Выбрать главу

«...После конфискации он ничего не хранил у себя. Даже я не знала, где рукописи: я их кому-то передавала, те – другим людям. Это все создавало огромные трудности в его работе. Например, когда он писал «Архипелаг», у него никогда на столе не было других частей книги – только та глава, с которой он работал. Эту главу увозили, привозили другую. И всю эту конструкцию он должен был держать в голове. Если что-то нужно было поправить, он иногда должен был ехать в другой город», – пишет Е.Ц. Чуковская в статье «В нем не было никакой расхлябанности», опубликованной в «Известиях» на следующий день после похорон писателя (07.08.2008 г.).

И дальше цитирую оттуда же: «Первый раз за Солженицыным пришли к нам в Переделкино – это было сразу же после решения о высылке. Но там его не стали арестовывать – подождали, когда он приедет в Москву к себе на квартиру».

Быть рядом с таким человеком, как Солженицын, было опасно во все времена – и в моменты нависшей над ним угрозы, и в моменты торжества.

Е.Ц. Чуковская пишет по этому поводу:

«Я помню, что когда Александру Исаевичу вручали Нобелевскую приемию в 1974-м, я подумала, что было бы дико его не поздравить, и пошла на телеграф и послала поздравительную телеграмму. На следующий день мне позвонили из Комитета госбезопасности, что меня вызывают на беседу. Я идти отказалась. Мне потом еще полгода грозили... Так что такое было время. Я рада, что оно миновало» («Известия», 07.08.2008).

* * *

Конечно же, Люше в полной мере пришлось разделить еще одну нелегкую судьбу – ее матери Лидии Корнеевны Чуковской. В литературе советского периода мало найдется таких фигур, как Лидия Корнеевна с ее несгибаемым характером, способностью отстаивать свое мнение, невзирая ни на какие последствия.

Ее имя было запрещено упоминать в печати, при этом официальные инстанции не упускали любой возможности, чтобы как-нибудь побольнее ее задеть и унизить. Когда умер Корней Иванович, ее демонстративно не включили в состав комиссии по литературному наследию отца, что оскорбило Лидию Корнеевну сильнее, чем исключение из Союза писателей. Само это действо, зафиксированное в стенограммах, – исключение из Союза писателей Л. К. Чуковской, – с выступлениями маститых литераторов, – выглядит сейчас как пародия или обличительная сатира на нравы того времени. Но поскольку все это самым непосредственным образом отражалось на биографии конкретного человека, то тут уж становилось не до смеха... Повести «Софья Петровна», «Спуск под воду», трехтомные «Записки об Анне Ахматовой» – все это, снабженное комментариями (и какими!), подготовила к печати и издала ее дочь Люша по прошествии многих лет после того, как матери не стало.

####################

### Задание 1
Как поступила Е.Ц. Чуковская, когда её вызвали на беседу в Комитет госбезопасности, согласно тексту о Солженицыне и Чуковских?
### Задание 2
Покажите каждую строку списка, где встречается слово «wooden». Регистр букв имеет значение.
Текст и список никак не связаны друг с другом.

### Материалы упражнения
####################

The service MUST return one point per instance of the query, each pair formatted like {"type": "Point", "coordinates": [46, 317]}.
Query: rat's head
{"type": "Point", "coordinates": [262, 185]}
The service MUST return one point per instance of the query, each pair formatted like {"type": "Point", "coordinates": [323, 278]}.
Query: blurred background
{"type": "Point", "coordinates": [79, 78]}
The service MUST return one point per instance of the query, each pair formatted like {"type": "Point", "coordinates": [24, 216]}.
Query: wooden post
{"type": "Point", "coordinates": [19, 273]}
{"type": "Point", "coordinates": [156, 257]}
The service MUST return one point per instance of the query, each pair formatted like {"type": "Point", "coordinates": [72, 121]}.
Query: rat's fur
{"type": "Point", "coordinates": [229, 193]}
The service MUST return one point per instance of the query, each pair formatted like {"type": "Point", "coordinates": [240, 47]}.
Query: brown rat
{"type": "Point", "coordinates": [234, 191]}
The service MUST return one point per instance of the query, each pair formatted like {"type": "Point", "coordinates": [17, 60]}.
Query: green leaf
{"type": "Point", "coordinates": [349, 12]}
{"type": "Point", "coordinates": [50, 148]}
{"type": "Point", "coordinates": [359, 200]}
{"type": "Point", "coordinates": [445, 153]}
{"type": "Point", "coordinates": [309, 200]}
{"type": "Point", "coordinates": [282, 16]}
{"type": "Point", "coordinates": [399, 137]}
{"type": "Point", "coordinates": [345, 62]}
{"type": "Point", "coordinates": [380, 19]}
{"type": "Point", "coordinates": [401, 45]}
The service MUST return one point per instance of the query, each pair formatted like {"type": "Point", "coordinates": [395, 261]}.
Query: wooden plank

####################

### Верный ответ 1
Она отказалась идти.

### Верный ответ 2
Query: wooden post
Query: wooden plank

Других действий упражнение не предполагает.